West Family Day Care
Somerville, MA, United States
I find this one interesting, but I wonder if it is just the advertising we need to worry about, or if it is more just our affluence. We have so many choices and the potential to acquire so much. Many of us have the ability to have much more than we need, whether due to lots of cash, or to credit card or loan access, to having things given to us, or even to finding things in our neighborhoods or dumps on trash day, or even on freecycle! You don't have to watch tv to be awash in stuff or to become materialistic these days.
My daughter, for example, has over twenty barbie dolls and a huge box of accessories. This collection started when my neighbor moved and left a huge pile of things on the sidewalk, including an old trunk full of barbie doll things. The collection grew each time one of Isabel's older friends outgrew her barbie's and passed a big box of things down to her. Then, to increase the diversity of the nearly all blond collection, I let Isabel buy some barbies with brown skin and/or dark hair and some male dolls from yard sales and thrift stores. She bought two with Christmas money from her grandfather and her grandmother, brother, and I each bought her one for a birthday gift different years. In spite of giving away dolls and accessories to younger girls and thrift stores, the collection is enormous, including a not very sturdy, but big enough plastic house, a plastic coach with horse, a huge pink sports car, a motorcycle, many clothes, shoes, dishes, furniture, and baby things. We didn't need to be wealthy, to spend a lot of money, or to see one single barbie advertisement to end up with this collection. In fact, if Isabel had wanted, and if we had the room in our house, she could have just played with the collection of barbie's my mother saved from my childhood, part of which was given to my sister and me by our older cousins. The toy wealth just accumulates. As it stands, my daughter plays with the previous generation's collection at Grandma's house.

+---+

Exercise requirements ->
a - In the post about the barbie collection, how did the collection start?
b - Pick up the post about the barbie collection after its final sentence and keep writing.
You won't need the entries.

+---+

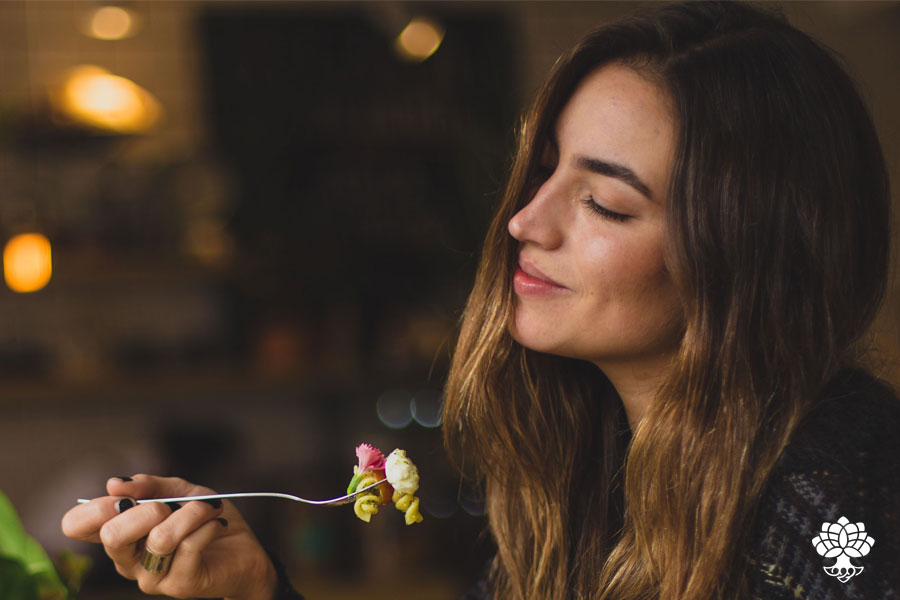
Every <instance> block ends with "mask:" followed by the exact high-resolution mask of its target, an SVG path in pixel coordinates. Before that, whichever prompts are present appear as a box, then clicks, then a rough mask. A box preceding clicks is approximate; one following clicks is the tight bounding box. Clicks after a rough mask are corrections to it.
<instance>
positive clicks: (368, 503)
mask: <svg viewBox="0 0 900 600" xmlns="http://www.w3.org/2000/svg"><path fill="white" fill-rule="evenodd" d="M356 470H357V469H356V467H354V468H353V471H354V473H355V472H356ZM377 481H378V479H376V478H375V477H374V476H372V475H363V477H362V479H360V480H359V484H358V485H357V488H364V487H366V486H368V485H372V484H373V483H375V482H377ZM378 493H379V495H377V496H376V495H375V494H373V493H371V492H368V493H365V494H362V495H360V496H357V497H356V502H354V504H353V511H354V512H355V513H356V516H357V517H359V518H360V519H362V520H363V521H365V522H366V523H369V522H370V521H371V519H372V515H374V514H377V513H378V506H379V505H380V504H381V497H380V496H381V490H378Z"/></svg>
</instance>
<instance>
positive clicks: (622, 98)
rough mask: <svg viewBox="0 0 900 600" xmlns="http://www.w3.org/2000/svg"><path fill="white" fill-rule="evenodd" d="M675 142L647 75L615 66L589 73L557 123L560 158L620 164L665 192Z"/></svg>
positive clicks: (565, 105) (618, 64)
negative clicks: (570, 157) (576, 156)
mask: <svg viewBox="0 0 900 600" xmlns="http://www.w3.org/2000/svg"><path fill="white" fill-rule="evenodd" d="M674 139H675V126H674V120H673V118H672V112H671V109H670V107H669V102H668V98H667V97H666V96H665V94H664V93H663V92H662V91H661V90H660V88H659V87H658V86H657V85H655V84H654V83H652V82H651V81H650V80H649V79H648V78H647V77H644V76H642V75H640V74H639V73H637V72H636V71H634V70H633V69H630V68H628V67H625V66H623V65H621V64H617V63H611V64H607V65H604V66H602V67H599V68H597V69H595V70H594V71H591V72H590V73H588V75H586V76H585V77H584V78H583V79H582V80H581V81H580V82H579V84H578V86H577V87H576V88H575V91H574V92H573V94H572V96H571V97H570V98H569V100H568V102H566V105H565V106H564V107H563V110H562V111H561V112H560V115H559V118H558V119H557V122H556V142H557V147H558V148H559V151H560V153H561V154H563V155H583V156H589V157H593V158H599V159H603V160H610V161H615V162H617V163H621V164H624V165H626V166H628V167H630V168H631V169H632V170H634V171H635V172H636V173H637V174H638V175H639V176H640V177H641V178H642V179H644V180H645V181H647V183H648V184H649V185H650V187H651V188H652V189H654V190H665V189H666V184H667V183H668V178H669V172H670V170H671V164H672V157H673V154H674Z"/></svg>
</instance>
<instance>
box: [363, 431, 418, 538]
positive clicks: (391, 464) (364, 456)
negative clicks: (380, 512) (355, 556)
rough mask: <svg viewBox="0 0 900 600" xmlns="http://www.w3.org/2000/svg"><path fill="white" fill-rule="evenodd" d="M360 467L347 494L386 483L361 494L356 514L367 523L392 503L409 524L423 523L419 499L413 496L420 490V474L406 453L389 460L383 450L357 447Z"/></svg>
mask: <svg viewBox="0 0 900 600" xmlns="http://www.w3.org/2000/svg"><path fill="white" fill-rule="evenodd" d="M356 458H357V460H358V463H357V464H356V465H354V466H353V479H351V480H350V485H348V486H347V493H348V494H352V493H353V492H355V491H356V490H357V489H360V488H364V487H366V486H369V485H372V484H373V483H376V482H377V481H378V480H383V481H382V483H381V485H379V486H378V487H377V488H375V489H374V490H369V491H367V492H366V493H364V494H360V495H359V496H358V497H357V498H356V502H355V504H354V505H353V510H354V512H355V513H356V516H357V517H359V518H360V519H361V520H363V521H365V522H366V523H368V522H370V521H371V519H372V515H374V514H376V513H377V512H378V507H379V506H383V505H385V504H387V503H388V502H391V501H393V502H394V505H395V506H396V507H397V510H401V511H403V512H404V513H405V518H406V524H407V525H412V524H413V523H420V522H421V521H422V515H421V514H420V513H419V499H418V498H417V497H416V496H414V495H413V494H415V492H416V490H417V489H418V488H419V472H418V470H417V469H416V465H414V464H413V462H412V461H411V460H410V459H409V458H408V457H407V456H406V451H405V450H401V449H399V448H398V449H396V450H394V451H393V452H391V454H390V455H389V456H388V458H387V460H385V458H384V454H382V453H381V450H379V449H378V448H375V447H374V446H372V445H370V444H360V445H359V446H357V447H356Z"/></svg>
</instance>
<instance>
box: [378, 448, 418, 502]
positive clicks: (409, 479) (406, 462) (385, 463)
mask: <svg viewBox="0 0 900 600" xmlns="http://www.w3.org/2000/svg"><path fill="white" fill-rule="evenodd" d="M384 474H385V476H386V477H387V480H388V483H390V484H391V486H392V487H393V488H394V489H395V490H397V491H398V492H400V493H401V494H415V493H416V490H417V489H419V470H418V469H416V465H414V464H413V462H412V461H411V460H409V459H408V458H407V457H406V450H401V449H399V448H397V449H396V450H394V451H393V452H391V453H390V454H389V455H388V457H387V460H385V461H384Z"/></svg>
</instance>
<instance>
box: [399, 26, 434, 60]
mask: <svg viewBox="0 0 900 600" xmlns="http://www.w3.org/2000/svg"><path fill="white" fill-rule="evenodd" d="M443 40H444V29H443V28H442V27H441V26H440V25H438V24H437V23H435V22H434V21H432V20H430V19H425V18H423V17H416V18H415V19H413V20H411V21H410V22H409V23H408V24H407V26H406V27H404V28H403V31H401V32H400V35H398V36H397V40H396V41H395V43H394V49H395V50H396V51H397V54H398V55H399V56H400V57H401V58H403V59H405V60H408V61H410V62H422V61H424V60H425V59H427V58H428V57H429V56H431V55H432V54H434V53H435V51H437V49H438V48H439V47H440V45H441V42H442V41H443Z"/></svg>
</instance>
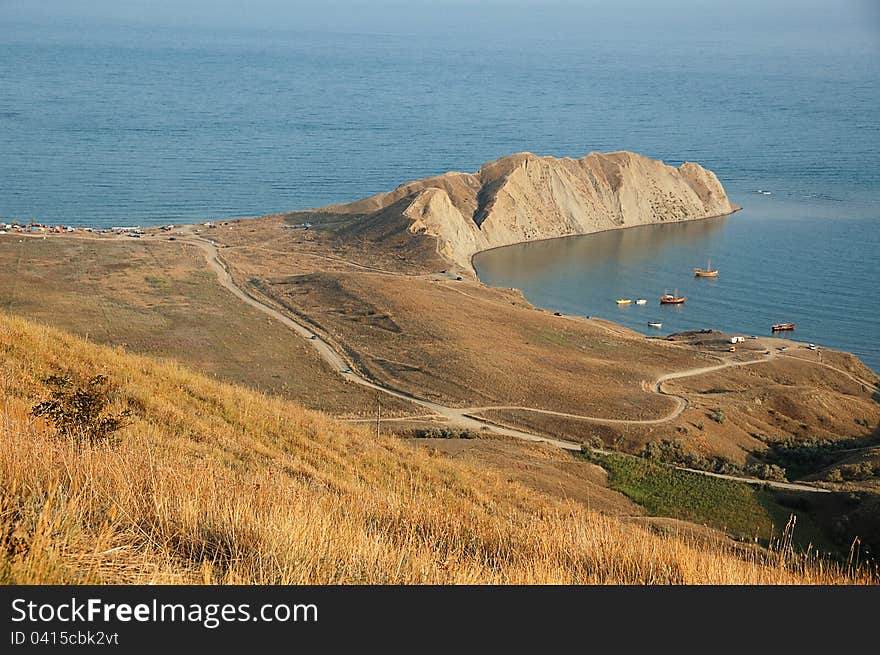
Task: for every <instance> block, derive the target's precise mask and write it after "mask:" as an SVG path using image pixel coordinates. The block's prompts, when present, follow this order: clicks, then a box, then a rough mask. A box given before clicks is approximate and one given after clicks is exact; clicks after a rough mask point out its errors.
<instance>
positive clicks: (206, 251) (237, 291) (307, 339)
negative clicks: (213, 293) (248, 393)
mask: <svg viewBox="0 0 880 655" xmlns="http://www.w3.org/2000/svg"><path fill="white" fill-rule="evenodd" d="M182 240H183V241H184V242H186V243H190V244H193V245H195V246H197V247H198V248H200V249H201V250H202V252H204V254H205V258H206V259H207V262H208V265H209V266H210V267H211V269H212V270H213V271H214V272H215V273H216V275H217V279H218V280H219V282H220V284H221V285H222V286H223V287H224V288H226V289H227V290H228V291H230V292H231V293H232V294H234V295H235V296H236V297H237V298H239V299H240V300H241V301H242V302H245V303H247V304H248V305H250V306H251V307H253V308H254V309H256V310H258V311H260V312H262V313H264V314H267V315H268V316H271V317H272V318H274V319H276V320H278V321H280V322H281V323H282V324H283V325H285V326H286V327H288V328H290V329H291V330H293V331H294V332H296V333H297V334H299V335H300V336H302V337H303V338H304V339H307V340H308V342H309V343H310V344H311V345H312V347H313V348H314V349H315V350H316V352H317V353H318V355H319V356H320V357H321V358H322V359H323V360H324V361H325V362H327V364H329V365H330V366H331V367H332V368H333V369H334V370H336V371H337V372H338V373H339V375H341V376H342V377H343V378H345V379H346V380H348V381H350V382H352V383H354V384H359V385H361V386H363V387H367V388H369V389H374V390H376V391H380V392H382V393H385V394H388V395H390V396H394V397H395V398H400V399H402V400H406V401H408V402H411V403H414V404H416V405H419V406H421V407H424V408H425V409H428V410H430V411H431V412H432V414H434V415H436V416H440V417H443V418H445V419H447V420H448V421H449V422H450V423H451V424H453V425H455V426H457V427H459V428H465V429H469V430H474V431H481V430H488V431H491V432H493V433H495V434H501V435H505V436H510V437H514V438H516V439H521V440H524V441H531V442H539V443H547V444H550V445H552V446H556V447H558V448H562V449H564V450H568V451H574V452H577V451H580V450H581V445H580V444H578V443H574V442H572V441H565V440H562V439H553V438H551V437H544V436H540V435H536V434H532V433H530V432H525V431H523V430H517V429H516V428H512V427H508V426H505V425H500V424H498V423H494V422H492V421H489V420H486V419H481V418H477V417H475V416H473V414H474V413H475V412H478V411H481V410H489V409H521V410H526V411H533V412H539V413H544V414H553V415H557V416H565V417H571V418H577V419H581V420H584V421H592V422H596V423H627V424H655V423H663V422H666V421H670V420H673V419H674V418H677V417H678V416H679V415H680V414H681V413H682V412H683V411H684V410H685V408H686V407H687V402H688V401H687V399H686V398H684V397H683V396H678V395H675V394H670V393H667V392H664V391H663V389H662V385H663V383H664V382H667V381H669V380H674V379H676V380H677V379H681V378H686V377H691V376H694V375H702V374H704V373H709V372H711V371H717V370H720V369H723V368H727V367H730V366H749V365H752V364H759V363H763V362H765V361H767V360H768V359H769V357H768V356H765V357H764V358H762V359H756V360H750V361H745V362H723V363H721V364H718V365H716V366H706V367H702V368H695V369H690V370H687V371H677V372H675V373H667V374H666V375H663V376H661V377H660V378H658V379H657V380H656V382H655V384H654V389H655V390H656V392H657V393H660V394H663V395H666V396H669V397H671V398H674V399H676V401H677V407H676V408H675V409H674V410H673V411H672V412H671V413H670V414H668V415H666V416H663V417H660V418H657V419H648V420H635V419H608V418H601V417H592V416H581V415H577V414H566V413H563V412H553V411H550V410H540V409H534V408H530V407H500V406H499V407H466V408H455V407H447V406H446V405H440V404H438V403H434V402H431V401H429V400H423V399H421V398H417V397H416V396H413V395H411V394H409V393H406V392H404V391H401V390H399V389H394V388H392V387H388V386H385V385H381V384H377V383H375V382H373V381H372V380H369V379H367V378H365V377H364V376H362V375H360V374H359V373H357V372H356V371H355V370H354V369H353V367H352V365H351V362H349V361H348V359H347V358H346V357H345V356H344V355H343V354H342V353H340V352H339V350H337V349H336V348H334V347H333V345H332V344H331V343H330V342H329V341H327V340H326V339H325V338H324V337H322V336H321V335H318V334H316V333H315V332H314V331H312V330H311V329H310V328H308V327H307V326H305V325H303V324H301V323H299V322H297V321H296V320H294V319H293V318H291V317H290V316H288V315H287V314H284V313H282V312H281V311H279V310H277V309H275V308H274V307H272V306H271V305H268V304H266V303H265V302H263V301H262V300H260V299H259V298H257V297H255V296H254V295H252V294H251V293H249V292H248V291H247V290H245V289H242V288H241V287H239V286H238V285H237V284H236V283H235V280H233V278H232V276H231V275H230V273H229V271H228V270H227V268H226V265H225V264H224V263H223V261H222V260H221V259H220V255H219V252H218V249H217V246H216V245H215V244H214V243H213V242H212V241H209V240H207V239H204V238H202V237H199V236H196V235H193V234H189V235H187V236H185V237H183V238H182ZM404 418H406V417H404ZM412 418H415V417H412ZM419 418H424V415H421V416H420V417H419ZM397 420H400V418H398V419H397ZM599 452H610V451H599ZM676 468H682V467H676ZM683 470H689V471H692V472H694V473H697V474H700V475H708V476H711V477H718V478H724V479H728V480H735V481H738V482H745V483H747V484H757V485H768V486H771V487H775V488H779V489H789V490H797V491H807V492H818V493H822V492H827V490H825V489H820V488H817V487H811V486H807V485H800V484H796V483H785V482H768V481H764V480H756V479H752V478H741V477H737V476H730V475H721V474H717V473H709V472H707V471H698V470H695V469H683Z"/></svg>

+---+

Answers given ->
a - It started when a neighbor moved and left a huge pile of things on the sidewalk, including an old trunk full of barbie doll things.

b -
I have been thinking about clearing out my family day care in some way (which is in a separate part of the house and is still barbie free:), but even knowing what to do with all the stuff is hard. My day care partner worked in a friend's program and noticed that there seemed to be less stuff. We have both found the aesthetic in Waldorf and Reggio classrooms appealing, but it is just not my natural tendency to be clutter free. I am a bit of a stuff magnet. Like my daughter, I find stuff just comes to me, whether from other providers who are closing their programs, from families who have outgrown things, or from walks around the neighborhood on trash and moving day. When I first opened my program, I frequented clearance aisles, yard sales, thrift stores, used book stores, and store closings. I no longer order supplies or shop for much other than disposable items like hand soap and food, but our program is chock full of stuff. I have given away loads to other providers and thrift stores, do regular porch clothing and toy giveaways and exchanges for day care families, and have donated all our riding toys and many sand toys to the park. I would love to read an article in Exchange about how child care programs and providers wean themselves of too much stuff, how they find homes for it or just choose to put it in the trash, how it feels to both give it up and to live without it. This is not only a problem in our homes, but also in our early childhood programs. We need to find ways for our children to grow up loving themselves and each other, finding what they love to do, and learning how to handle the sea of things they are bound to float along in.